Extracted entries
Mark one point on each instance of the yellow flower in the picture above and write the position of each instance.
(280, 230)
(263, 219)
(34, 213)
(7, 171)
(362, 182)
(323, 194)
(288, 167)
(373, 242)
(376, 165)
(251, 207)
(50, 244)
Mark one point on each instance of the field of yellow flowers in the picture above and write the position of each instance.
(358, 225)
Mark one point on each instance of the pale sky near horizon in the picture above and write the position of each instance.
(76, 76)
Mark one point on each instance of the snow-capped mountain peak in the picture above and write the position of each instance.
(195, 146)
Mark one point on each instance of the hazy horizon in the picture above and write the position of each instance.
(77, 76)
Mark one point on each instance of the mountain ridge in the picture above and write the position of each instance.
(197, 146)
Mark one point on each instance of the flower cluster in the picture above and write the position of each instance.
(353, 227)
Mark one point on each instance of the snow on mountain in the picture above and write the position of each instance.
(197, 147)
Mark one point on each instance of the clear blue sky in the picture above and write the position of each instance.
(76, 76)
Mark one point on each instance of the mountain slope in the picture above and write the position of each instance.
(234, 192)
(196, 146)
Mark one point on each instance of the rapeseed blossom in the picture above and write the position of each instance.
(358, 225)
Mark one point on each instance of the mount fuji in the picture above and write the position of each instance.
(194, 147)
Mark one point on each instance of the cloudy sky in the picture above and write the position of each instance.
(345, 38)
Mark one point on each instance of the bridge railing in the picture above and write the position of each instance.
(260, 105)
==
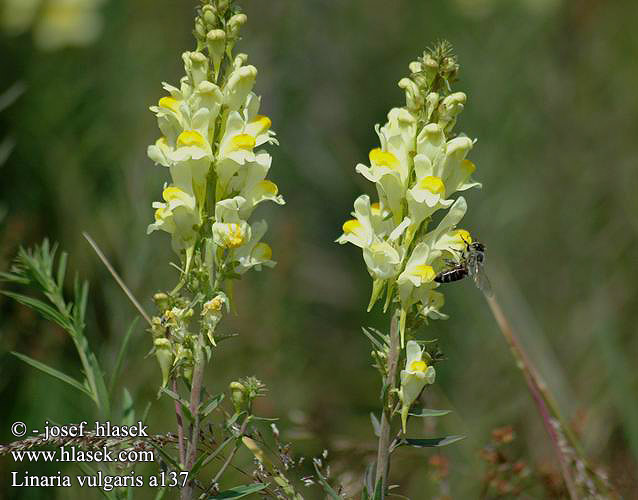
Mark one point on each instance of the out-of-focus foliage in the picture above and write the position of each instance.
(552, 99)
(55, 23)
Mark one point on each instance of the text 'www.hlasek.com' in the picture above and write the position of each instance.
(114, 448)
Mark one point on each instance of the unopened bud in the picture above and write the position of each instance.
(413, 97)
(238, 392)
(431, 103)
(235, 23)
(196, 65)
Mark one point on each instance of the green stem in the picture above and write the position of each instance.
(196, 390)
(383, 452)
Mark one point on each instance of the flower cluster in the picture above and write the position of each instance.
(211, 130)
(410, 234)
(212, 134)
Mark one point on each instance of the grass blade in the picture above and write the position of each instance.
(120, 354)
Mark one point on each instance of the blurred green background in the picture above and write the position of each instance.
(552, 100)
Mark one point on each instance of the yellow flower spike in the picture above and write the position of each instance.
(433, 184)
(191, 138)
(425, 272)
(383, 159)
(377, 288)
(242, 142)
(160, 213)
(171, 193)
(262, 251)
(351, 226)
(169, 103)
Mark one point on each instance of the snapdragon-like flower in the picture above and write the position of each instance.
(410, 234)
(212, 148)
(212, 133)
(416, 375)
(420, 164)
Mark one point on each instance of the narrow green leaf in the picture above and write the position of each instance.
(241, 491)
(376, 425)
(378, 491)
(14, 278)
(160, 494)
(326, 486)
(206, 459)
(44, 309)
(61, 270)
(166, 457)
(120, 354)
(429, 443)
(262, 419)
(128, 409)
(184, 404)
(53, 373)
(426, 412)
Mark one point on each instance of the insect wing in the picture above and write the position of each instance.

The task
From the entries above, extract only the lines running from the one containing "Mark one point on each instance of the narrow" through the one containing "Mark one point on each instance of the insect", inclusive.

Answer to the exercise
Mark one point on each instance of the narrow green leaf in the picture above and write the position of each instance.
(241, 491)
(376, 425)
(378, 491)
(14, 278)
(160, 494)
(326, 486)
(206, 459)
(44, 309)
(61, 270)
(166, 457)
(120, 354)
(429, 443)
(262, 419)
(128, 409)
(184, 404)
(53, 373)
(426, 412)
Mark one point on each instance of the insect wing in the picture above and write the position of each instance.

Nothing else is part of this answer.